# Problem statement
Copy the listing below line for line, keeping every character the same.
== Material supplied ==
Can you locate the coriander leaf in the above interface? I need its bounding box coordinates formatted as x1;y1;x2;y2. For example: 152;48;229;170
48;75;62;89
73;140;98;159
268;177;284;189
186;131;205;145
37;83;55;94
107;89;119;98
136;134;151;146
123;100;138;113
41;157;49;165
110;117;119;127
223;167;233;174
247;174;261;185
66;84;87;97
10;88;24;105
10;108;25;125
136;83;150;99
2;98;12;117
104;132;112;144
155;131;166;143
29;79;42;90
===
# Output for this exercise
Can you locate the coriander leaf in the above interface? I need its bounding box coordinates formatted as x1;y1;x2;y2. For example: 152;48;229;170
48;75;62;89
73;140;98;159
268;177;284;189
186;131;205;145
37;83;55;94
107;89;119;98
136;134;151;146
123;100;138;113
41;157;49;165
110;117;119;127
223;167;233;174
247;174;261;185
66;84;87;97
10;88;24;105
10;108;25;125
136;83;150;99
2;98;12;117
104;132;112;144
155;131;166;143
29;79;42;90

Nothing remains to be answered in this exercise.